**** Data provided

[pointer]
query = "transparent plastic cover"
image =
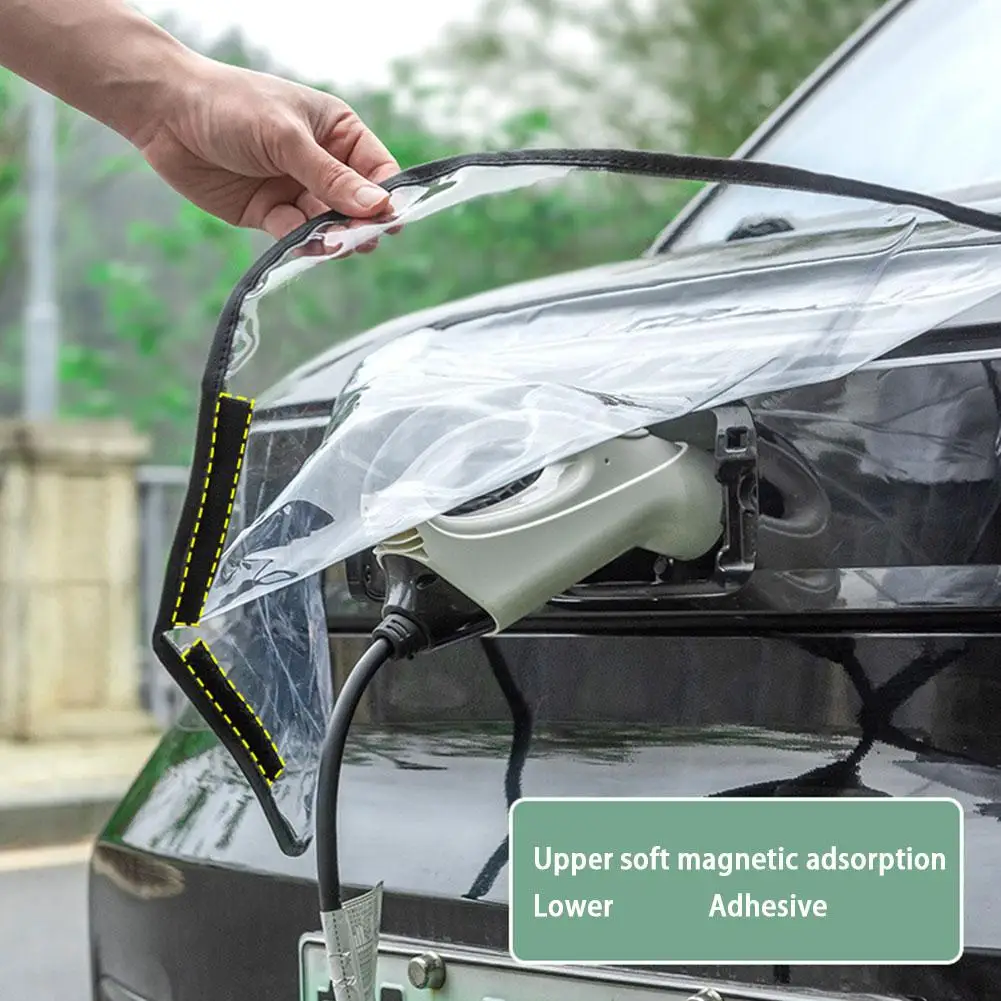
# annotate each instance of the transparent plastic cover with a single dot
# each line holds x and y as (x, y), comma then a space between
(432, 410)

********

# Task objective:
Scan the entries for the word "plastic". Report each line that has it.

# Answer to this task:
query = "transparent plastic cover"
# annotate each instance of the transparent plastic cover with a single dot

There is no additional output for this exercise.